╔══

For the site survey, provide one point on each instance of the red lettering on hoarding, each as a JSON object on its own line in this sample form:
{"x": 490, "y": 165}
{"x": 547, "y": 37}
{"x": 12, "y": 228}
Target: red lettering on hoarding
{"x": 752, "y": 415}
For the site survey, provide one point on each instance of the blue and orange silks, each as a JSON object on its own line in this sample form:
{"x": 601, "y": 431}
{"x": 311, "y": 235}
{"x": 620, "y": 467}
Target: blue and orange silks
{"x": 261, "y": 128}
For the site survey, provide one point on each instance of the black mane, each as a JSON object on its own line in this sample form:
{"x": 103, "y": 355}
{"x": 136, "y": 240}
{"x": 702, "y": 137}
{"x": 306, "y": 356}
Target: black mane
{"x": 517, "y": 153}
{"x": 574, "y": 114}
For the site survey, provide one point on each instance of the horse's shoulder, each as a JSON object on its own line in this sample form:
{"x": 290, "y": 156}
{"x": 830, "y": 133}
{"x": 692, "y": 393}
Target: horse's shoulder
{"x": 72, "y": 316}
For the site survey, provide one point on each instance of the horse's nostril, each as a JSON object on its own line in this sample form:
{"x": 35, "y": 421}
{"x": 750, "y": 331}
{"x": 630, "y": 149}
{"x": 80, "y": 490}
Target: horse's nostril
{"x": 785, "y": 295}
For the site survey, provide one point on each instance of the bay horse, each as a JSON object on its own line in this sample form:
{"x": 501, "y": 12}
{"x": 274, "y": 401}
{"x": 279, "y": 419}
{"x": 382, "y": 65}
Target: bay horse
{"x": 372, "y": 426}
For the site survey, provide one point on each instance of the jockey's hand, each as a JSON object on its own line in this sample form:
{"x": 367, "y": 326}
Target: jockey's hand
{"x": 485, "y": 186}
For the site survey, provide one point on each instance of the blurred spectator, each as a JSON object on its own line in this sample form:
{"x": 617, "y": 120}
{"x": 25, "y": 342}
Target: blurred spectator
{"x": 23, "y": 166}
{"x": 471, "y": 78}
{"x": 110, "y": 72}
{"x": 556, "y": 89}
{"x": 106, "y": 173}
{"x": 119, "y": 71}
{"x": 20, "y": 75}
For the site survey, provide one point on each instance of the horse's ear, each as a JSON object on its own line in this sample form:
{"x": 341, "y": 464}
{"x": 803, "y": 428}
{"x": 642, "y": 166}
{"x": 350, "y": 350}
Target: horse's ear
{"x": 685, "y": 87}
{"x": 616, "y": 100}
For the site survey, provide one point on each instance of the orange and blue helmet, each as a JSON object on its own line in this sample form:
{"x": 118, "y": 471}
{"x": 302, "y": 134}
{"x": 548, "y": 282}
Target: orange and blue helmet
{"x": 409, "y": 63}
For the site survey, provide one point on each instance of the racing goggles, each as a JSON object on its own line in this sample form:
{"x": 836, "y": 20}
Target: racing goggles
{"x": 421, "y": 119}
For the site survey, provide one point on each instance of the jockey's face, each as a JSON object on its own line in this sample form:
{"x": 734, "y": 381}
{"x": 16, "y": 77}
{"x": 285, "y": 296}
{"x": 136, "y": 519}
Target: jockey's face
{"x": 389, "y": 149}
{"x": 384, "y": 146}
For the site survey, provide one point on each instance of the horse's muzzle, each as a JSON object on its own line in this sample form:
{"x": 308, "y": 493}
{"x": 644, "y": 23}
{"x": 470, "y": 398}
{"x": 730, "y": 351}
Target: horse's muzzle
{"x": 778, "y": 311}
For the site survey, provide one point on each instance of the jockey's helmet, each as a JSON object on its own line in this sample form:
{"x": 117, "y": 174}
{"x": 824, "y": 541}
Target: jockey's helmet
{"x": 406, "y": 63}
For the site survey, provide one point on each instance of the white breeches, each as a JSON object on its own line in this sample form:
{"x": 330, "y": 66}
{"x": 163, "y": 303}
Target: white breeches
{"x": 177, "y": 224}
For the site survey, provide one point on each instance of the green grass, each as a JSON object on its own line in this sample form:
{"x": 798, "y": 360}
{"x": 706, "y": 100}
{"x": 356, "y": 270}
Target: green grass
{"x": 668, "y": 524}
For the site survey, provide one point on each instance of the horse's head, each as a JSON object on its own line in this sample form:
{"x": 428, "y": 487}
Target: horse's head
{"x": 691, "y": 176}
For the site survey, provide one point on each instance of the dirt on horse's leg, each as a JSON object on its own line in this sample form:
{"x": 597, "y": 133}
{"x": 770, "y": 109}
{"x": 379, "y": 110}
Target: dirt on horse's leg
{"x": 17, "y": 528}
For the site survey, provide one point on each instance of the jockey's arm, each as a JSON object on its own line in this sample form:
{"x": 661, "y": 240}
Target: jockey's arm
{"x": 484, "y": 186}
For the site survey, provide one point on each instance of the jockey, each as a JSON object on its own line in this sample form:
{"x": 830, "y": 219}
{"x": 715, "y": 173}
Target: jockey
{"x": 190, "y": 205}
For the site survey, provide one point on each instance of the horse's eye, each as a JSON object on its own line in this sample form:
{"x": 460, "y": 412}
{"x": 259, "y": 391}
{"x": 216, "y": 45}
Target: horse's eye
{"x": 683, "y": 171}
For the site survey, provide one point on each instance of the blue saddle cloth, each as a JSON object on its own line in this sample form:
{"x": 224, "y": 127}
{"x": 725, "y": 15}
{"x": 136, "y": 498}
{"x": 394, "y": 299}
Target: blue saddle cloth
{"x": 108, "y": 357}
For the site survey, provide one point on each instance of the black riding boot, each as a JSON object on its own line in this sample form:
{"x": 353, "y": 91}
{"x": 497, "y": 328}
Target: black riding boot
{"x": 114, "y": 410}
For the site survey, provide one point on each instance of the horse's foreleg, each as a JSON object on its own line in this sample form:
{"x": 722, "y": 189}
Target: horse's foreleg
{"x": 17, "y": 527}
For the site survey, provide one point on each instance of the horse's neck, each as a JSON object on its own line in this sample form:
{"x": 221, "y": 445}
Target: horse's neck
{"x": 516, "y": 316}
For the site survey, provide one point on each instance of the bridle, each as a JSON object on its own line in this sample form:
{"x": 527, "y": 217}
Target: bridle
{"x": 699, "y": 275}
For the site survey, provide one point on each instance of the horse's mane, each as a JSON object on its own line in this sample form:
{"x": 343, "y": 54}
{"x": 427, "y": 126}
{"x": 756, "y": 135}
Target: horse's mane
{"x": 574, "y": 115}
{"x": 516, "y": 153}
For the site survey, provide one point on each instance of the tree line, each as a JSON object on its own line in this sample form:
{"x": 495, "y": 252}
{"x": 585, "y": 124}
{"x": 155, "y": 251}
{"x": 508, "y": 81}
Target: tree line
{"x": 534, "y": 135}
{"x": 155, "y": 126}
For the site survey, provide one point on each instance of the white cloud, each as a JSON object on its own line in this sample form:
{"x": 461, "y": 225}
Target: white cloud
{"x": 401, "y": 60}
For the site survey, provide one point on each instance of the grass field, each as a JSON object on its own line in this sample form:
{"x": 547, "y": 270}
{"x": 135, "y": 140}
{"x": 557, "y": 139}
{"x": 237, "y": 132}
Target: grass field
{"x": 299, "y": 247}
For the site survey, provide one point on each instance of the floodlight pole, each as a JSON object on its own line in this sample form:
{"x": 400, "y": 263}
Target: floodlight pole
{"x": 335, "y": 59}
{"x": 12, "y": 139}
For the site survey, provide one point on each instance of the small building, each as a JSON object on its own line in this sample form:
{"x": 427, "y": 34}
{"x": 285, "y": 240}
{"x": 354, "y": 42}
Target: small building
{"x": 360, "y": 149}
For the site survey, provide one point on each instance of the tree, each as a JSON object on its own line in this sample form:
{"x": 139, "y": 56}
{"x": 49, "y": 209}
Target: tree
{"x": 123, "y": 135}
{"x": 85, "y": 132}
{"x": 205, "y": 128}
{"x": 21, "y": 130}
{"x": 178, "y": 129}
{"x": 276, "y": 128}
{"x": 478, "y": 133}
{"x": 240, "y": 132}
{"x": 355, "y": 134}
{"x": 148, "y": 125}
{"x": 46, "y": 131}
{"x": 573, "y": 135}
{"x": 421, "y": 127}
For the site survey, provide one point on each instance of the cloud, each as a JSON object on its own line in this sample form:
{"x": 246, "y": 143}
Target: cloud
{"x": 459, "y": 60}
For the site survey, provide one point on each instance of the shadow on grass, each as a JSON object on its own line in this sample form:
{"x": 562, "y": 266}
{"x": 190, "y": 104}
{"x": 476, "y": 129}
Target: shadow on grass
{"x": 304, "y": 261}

╚══

# The exercise
All lines from the one containing "the tree, each" through the end of the records, both ends included, are to be quoted exactly; please add nothing else.

# Complete answer
For the site survey, provide one point on each instance of the tree, each as a JSON object on its own line in this sample form:
{"x": 139, "y": 56}
{"x": 49, "y": 209}
Target: tree
{"x": 123, "y": 135}
{"x": 85, "y": 132}
{"x": 205, "y": 128}
{"x": 21, "y": 130}
{"x": 178, "y": 129}
{"x": 276, "y": 128}
{"x": 478, "y": 133}
{"x": 240, "y": 132}
{"x": 355, "y": 134}
{"x": 148, "y": 125}
{"x": 46, "y": 131}
{"x": 573, "y": 135}
{"x": 421, "y": 127}
For the site survey, provide one point on each instance of the cloud, each as a JSON object on its own line in this sample form:
{"x": 246, "y": 143}
Target: cloud
{"x": 459, "y": 60}
For the site survey, provide one point on each instance of the shadow on grass, each as a JSON object on its own line in this sample form:
{"x": 562, "y": 266}
{"x": 190, "y": 104}
{"x": 476, "y": 129}
Target: shadow on grass
{"x": 304, "y": 261}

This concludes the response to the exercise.